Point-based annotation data
━━━━

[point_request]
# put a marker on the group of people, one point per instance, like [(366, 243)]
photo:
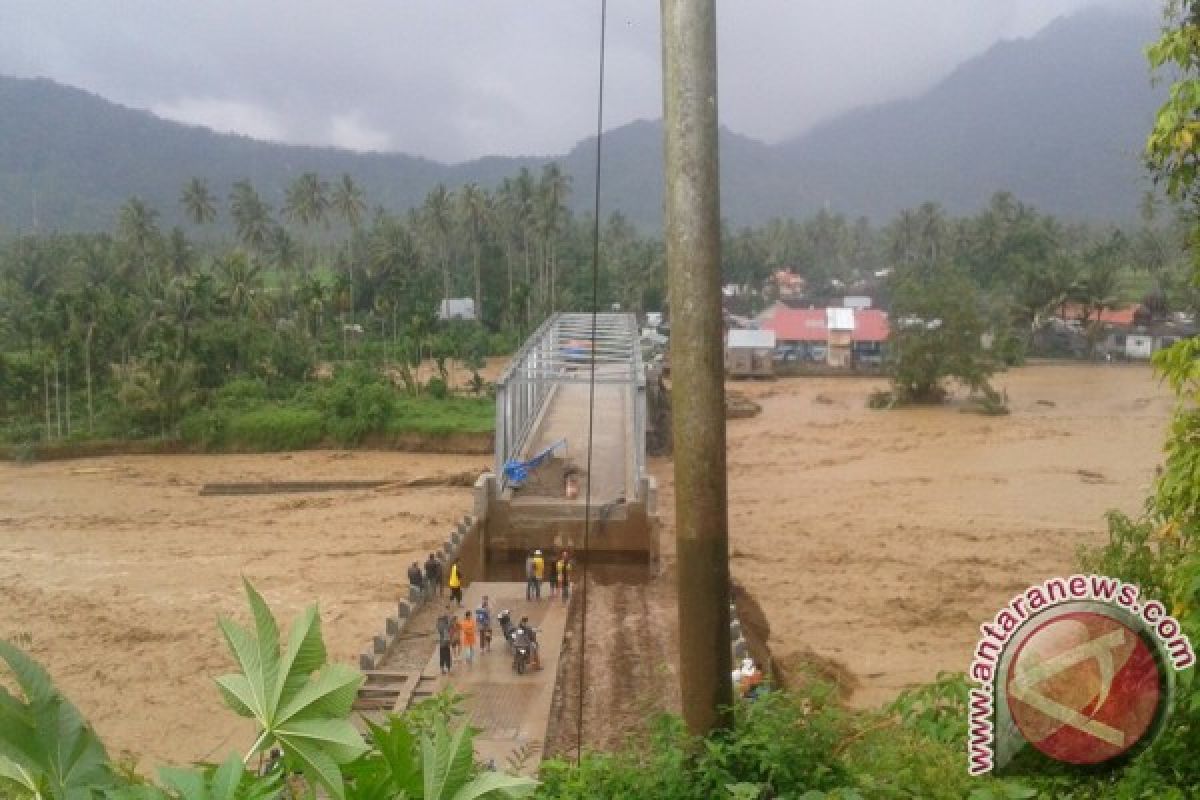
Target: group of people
[(459, 637), (561, 576), (431, 583)]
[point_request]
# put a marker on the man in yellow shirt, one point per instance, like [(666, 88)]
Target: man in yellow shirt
[(539, 571)]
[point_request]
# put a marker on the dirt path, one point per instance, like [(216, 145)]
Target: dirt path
[(629, 663)]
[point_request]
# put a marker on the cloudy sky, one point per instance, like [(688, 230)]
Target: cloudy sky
[(454, 79)]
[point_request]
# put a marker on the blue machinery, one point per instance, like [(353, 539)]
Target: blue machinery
[(561, 352)]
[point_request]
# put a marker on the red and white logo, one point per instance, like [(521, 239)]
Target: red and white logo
[(1084, 687)]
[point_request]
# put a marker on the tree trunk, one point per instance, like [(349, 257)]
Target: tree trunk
[(46, 400), (66, 380), (87, 370), (58, 400), (479, 288)]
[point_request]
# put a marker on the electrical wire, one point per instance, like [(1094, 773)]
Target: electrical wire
[(592, 391)]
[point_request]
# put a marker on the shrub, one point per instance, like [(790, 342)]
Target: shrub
[(275, 428), (357, 403), (207, 428), (243, 392), (437, 388)]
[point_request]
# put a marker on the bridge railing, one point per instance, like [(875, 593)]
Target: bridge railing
[(563, 350)]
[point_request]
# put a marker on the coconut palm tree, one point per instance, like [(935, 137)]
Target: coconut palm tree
[(474, 212), (251, 216), (437, 216), (198, 202), (307, 199), (551, 218), (348, 200), (137, 232)]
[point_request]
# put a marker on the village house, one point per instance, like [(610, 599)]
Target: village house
[(838, 337), (749, 353), (1127, 334)]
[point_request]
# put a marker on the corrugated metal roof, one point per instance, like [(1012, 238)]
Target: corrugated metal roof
[(749, 338), (870, 325), (840, 319), (798, 324)]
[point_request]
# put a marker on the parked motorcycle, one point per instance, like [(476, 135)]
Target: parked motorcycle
[(520, 657)]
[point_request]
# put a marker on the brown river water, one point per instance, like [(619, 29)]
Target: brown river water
[(875, 543)]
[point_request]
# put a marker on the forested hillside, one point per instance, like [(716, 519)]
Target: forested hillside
[(1057, 120)]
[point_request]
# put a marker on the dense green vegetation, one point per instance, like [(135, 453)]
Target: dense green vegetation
[(149, 334), (301, 331)]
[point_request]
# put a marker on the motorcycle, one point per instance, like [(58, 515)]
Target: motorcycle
[(505, 619), (520, 657)]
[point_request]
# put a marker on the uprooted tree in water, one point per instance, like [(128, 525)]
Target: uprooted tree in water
[(936, 335)]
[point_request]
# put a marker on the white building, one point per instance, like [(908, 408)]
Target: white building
[(457, 308)]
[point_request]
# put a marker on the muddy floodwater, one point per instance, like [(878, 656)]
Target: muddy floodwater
[(874, 542)]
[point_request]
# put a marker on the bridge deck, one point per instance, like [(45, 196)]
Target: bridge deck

━━━━

Copy the rows word for word, from the very first line up to and including the line containing "[(629, 663)]", leaving out the pictures.

# WRITTEN SOLUTION
[point_request]
# put a marker on the group of people, one point per instance, like [(366, 243)]
photo:
Target: group of people
[(459, 637), (561, 576), (431, 583)]
[point_request]
# put a marker on the man in yellow shirt, one point per instance, like [(666, 88)]
Target: man in yellow shirt
[(539, 571)]
[point_request]
# put a marker on the dirt path, one point per instance, like [(216, 145)]
Target: dirt path
[(629, 663)]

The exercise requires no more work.